Material supplied:
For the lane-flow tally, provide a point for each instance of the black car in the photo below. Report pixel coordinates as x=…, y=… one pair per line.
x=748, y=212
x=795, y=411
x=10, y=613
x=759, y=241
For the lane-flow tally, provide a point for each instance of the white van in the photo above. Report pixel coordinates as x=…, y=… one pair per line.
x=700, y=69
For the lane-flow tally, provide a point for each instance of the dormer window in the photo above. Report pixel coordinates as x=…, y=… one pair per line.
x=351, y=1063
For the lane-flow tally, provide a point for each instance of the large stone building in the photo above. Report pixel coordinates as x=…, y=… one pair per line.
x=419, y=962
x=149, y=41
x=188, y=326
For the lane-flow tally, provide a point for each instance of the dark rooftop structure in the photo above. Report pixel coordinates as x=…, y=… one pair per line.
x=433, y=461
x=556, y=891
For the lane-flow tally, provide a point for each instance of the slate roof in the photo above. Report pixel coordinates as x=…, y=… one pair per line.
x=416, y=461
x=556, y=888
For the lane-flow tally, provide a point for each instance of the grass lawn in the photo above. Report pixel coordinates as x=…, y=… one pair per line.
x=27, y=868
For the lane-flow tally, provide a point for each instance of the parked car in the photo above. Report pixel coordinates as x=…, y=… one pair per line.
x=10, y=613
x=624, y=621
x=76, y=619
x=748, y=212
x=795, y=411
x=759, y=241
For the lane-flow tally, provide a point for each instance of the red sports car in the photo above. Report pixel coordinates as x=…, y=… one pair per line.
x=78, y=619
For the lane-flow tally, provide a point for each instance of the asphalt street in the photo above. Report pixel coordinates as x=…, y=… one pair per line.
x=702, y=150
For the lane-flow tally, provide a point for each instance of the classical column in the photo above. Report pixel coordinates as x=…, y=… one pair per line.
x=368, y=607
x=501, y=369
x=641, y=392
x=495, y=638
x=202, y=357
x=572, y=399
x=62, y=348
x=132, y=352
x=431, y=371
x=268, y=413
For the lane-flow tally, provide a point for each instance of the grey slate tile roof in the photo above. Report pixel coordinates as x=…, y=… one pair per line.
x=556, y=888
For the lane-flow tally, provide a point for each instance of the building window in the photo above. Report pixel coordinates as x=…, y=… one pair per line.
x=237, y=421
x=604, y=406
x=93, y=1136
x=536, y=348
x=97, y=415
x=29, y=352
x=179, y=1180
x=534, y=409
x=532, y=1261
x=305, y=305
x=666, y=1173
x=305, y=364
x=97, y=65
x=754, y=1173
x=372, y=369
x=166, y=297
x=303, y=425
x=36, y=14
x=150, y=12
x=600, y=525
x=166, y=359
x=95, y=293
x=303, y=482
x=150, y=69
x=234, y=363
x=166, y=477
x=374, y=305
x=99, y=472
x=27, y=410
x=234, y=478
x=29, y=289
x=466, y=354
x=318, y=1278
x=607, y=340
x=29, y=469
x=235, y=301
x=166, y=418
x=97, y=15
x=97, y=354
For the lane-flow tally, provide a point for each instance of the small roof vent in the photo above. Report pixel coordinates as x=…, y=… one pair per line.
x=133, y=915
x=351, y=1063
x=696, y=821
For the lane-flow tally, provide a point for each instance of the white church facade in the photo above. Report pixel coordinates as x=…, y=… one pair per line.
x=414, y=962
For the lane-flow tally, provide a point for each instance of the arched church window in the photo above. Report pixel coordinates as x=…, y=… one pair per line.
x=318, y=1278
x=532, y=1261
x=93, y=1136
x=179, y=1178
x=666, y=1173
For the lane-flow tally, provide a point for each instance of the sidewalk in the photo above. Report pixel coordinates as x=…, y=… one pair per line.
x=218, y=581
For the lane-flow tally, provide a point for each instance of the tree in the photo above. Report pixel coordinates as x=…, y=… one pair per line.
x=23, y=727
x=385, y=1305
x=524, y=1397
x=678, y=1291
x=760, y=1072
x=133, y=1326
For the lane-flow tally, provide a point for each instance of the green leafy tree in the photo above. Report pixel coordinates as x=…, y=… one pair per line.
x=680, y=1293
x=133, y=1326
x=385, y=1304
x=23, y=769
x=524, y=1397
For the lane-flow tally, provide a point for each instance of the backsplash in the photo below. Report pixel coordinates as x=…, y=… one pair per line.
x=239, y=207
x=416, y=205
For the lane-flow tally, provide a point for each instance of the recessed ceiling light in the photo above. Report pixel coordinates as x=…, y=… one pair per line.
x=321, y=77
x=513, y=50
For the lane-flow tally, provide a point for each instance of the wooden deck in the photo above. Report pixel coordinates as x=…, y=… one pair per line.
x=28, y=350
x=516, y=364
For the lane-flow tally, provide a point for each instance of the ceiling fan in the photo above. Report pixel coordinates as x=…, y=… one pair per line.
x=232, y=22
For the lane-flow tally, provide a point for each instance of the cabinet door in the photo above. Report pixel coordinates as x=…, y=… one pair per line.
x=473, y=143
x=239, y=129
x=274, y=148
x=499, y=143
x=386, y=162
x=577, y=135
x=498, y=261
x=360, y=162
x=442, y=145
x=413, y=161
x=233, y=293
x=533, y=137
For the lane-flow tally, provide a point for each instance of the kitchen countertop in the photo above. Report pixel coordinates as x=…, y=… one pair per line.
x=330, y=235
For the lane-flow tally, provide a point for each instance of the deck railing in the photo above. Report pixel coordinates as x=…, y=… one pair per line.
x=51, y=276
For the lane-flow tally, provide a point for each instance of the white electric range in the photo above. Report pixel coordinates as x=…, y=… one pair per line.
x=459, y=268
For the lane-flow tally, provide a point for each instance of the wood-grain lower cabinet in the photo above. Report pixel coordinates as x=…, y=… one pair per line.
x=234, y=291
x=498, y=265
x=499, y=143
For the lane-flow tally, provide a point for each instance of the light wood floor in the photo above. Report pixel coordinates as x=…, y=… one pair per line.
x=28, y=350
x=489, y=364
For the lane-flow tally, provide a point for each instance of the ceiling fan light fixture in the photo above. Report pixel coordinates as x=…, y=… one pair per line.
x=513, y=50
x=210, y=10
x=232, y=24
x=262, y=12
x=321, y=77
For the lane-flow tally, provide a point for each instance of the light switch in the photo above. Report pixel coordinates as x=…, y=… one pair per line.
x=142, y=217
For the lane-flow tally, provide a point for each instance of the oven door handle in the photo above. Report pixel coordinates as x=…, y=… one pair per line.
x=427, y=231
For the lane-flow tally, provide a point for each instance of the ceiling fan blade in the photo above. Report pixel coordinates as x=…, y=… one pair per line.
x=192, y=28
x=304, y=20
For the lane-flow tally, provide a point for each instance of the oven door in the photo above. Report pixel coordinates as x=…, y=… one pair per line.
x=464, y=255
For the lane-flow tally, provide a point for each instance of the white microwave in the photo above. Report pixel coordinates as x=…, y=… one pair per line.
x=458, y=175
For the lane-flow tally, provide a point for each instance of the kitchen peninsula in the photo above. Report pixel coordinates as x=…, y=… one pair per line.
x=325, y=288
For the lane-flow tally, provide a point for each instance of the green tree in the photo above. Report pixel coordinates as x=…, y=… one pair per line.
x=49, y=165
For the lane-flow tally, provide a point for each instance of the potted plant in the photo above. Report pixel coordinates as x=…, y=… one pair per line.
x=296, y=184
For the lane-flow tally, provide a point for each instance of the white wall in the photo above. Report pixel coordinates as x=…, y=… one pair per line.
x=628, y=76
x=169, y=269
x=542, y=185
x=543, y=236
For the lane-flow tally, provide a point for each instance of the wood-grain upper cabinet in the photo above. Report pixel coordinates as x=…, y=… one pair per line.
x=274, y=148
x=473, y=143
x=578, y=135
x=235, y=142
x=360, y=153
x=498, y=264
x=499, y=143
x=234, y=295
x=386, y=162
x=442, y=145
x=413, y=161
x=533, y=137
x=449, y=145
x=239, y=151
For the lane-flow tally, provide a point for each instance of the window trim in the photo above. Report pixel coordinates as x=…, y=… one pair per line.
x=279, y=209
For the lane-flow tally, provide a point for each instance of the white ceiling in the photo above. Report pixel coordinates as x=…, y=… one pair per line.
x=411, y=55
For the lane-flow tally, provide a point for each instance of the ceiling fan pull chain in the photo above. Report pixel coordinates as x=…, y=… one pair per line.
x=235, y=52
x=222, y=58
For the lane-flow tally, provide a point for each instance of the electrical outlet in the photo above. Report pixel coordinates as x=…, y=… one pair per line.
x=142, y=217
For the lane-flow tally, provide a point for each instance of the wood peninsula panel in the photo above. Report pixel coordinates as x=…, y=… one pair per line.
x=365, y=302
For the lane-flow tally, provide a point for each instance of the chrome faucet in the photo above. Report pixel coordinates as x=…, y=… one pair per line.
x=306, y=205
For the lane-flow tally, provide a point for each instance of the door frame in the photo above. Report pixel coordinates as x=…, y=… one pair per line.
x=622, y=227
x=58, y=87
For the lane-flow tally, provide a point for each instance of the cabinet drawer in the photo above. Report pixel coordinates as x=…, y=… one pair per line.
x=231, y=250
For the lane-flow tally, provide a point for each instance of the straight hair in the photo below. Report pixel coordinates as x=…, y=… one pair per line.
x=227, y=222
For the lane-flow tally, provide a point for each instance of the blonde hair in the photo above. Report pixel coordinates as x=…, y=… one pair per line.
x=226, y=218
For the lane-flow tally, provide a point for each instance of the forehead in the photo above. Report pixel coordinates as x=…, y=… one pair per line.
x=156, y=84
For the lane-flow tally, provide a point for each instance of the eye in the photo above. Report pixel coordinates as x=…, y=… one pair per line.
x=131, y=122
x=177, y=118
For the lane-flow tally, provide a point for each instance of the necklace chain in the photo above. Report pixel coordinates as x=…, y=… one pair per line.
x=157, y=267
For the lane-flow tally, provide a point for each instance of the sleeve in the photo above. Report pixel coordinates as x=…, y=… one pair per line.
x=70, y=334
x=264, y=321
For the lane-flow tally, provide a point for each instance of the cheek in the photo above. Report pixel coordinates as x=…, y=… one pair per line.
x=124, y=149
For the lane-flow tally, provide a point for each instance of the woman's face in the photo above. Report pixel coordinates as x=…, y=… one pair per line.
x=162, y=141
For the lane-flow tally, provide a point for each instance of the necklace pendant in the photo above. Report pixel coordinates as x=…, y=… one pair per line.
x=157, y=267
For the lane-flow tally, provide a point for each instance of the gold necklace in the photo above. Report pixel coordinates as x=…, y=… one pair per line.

Instructions to follow:
Give the lines from the one containing "ceiling fan pull" through the one containing "x=306, y=205", both included, as a JSON list of strings with one string per line and blank lines left out.

Solution to the exercise:
[
  "For the lane-flow tally, provide a point for each instance of the ceiling fan pull chain in the photo above. Report pixel coordinates as x=…, y=… one pair per line.",
  "x=235, y=52",
  "x=222, y=58",
  "For the lane-flow tally, provide a point for each instance of the electrical outlet in the photo above. Report pixel coordinates as x=…, y=… one pair per line.",
  "x=142, y=217",
  "For the lane-flow tally, provide a point for each instance of the wood peninsula panel in the photo above. Report pixel coordinates as x=…, y=… one pair per line.",
  "x=365, y=302",
  "For the lane-flow tally, provide a point for each instance of the chrome faucet in the photo above. Report pixel coordinates as x=…, y=… one pair per line.",
  "x=306, y=205"
]